YOUR INSTRUCTIONS:
Pick out every line in the records below that contains the string "ceiling", treating uppercase and lowercase as different.

┄┄┄┄┄┄┄┄┄┄

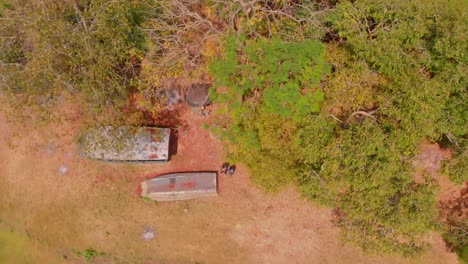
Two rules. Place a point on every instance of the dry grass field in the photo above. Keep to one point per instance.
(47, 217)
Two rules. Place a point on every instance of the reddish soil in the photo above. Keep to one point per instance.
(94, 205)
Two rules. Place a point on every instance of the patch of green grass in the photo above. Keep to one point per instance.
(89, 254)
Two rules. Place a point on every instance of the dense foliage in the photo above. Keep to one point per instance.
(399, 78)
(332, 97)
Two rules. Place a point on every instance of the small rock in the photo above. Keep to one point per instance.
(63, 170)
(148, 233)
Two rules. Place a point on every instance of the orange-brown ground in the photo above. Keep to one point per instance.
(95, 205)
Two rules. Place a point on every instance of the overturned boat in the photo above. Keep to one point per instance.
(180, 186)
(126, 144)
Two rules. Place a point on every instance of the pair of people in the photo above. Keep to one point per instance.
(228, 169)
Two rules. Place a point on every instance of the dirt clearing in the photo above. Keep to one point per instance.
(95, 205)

┄┄┄┄┄┄┄┄┄┄

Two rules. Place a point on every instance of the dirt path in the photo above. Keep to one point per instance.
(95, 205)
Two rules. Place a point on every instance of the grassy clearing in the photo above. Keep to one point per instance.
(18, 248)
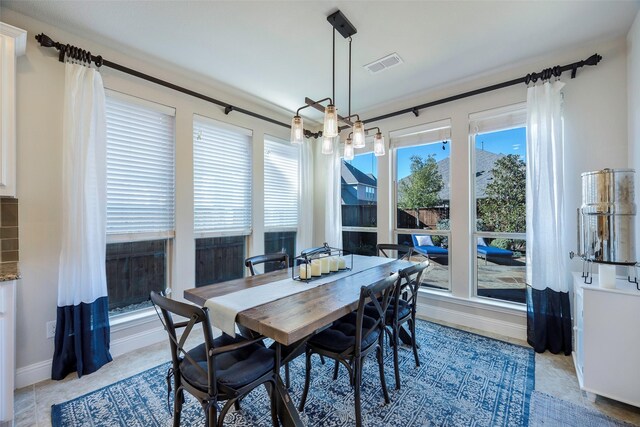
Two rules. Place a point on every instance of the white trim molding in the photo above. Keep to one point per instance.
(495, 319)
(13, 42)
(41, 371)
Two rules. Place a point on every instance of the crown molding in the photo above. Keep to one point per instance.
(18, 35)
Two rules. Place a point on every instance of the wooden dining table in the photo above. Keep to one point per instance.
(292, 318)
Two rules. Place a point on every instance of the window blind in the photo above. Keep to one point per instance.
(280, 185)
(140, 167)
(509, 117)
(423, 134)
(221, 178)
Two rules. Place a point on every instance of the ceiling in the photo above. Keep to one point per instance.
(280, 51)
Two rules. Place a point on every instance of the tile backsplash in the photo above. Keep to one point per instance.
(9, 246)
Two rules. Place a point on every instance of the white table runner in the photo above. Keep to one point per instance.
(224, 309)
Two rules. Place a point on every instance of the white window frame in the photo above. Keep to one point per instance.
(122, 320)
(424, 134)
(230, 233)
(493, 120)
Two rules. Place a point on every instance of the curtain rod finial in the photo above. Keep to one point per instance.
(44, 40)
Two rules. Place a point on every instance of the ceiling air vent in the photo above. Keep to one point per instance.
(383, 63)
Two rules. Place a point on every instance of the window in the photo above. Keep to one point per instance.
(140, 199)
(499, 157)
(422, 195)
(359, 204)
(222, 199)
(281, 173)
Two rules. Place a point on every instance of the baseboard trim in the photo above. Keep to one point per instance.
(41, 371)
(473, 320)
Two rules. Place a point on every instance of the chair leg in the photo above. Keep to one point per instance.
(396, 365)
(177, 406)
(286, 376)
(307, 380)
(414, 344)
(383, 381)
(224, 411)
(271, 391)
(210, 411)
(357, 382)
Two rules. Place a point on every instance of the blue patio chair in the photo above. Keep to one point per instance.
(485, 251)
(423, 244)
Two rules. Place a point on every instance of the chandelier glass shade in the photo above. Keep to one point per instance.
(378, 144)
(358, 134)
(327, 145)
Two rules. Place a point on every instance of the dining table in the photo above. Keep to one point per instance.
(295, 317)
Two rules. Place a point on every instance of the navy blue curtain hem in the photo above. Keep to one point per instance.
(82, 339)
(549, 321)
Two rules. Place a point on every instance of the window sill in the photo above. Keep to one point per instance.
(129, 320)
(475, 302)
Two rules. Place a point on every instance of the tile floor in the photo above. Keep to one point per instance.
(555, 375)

┄┄┄┄┄┄┄┄┄┄

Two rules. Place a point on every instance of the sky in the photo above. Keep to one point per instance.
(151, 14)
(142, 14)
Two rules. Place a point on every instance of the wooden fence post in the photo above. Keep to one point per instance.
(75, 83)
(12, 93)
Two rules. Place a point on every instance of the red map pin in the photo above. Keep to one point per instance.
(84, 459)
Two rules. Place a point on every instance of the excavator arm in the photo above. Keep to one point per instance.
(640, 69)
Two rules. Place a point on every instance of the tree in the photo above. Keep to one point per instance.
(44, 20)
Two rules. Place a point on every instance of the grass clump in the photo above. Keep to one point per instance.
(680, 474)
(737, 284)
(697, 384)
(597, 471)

┄┄┄┄┄┄┄┄┄┄

COMPLETE RESPONSE:
Two rules. Place a point on every instance of the ceiling in the photo above. Keep to one point per instance.
Two rules. Place a point on every instance of the ceiling air vent in the photo above. Keep to one point per instance.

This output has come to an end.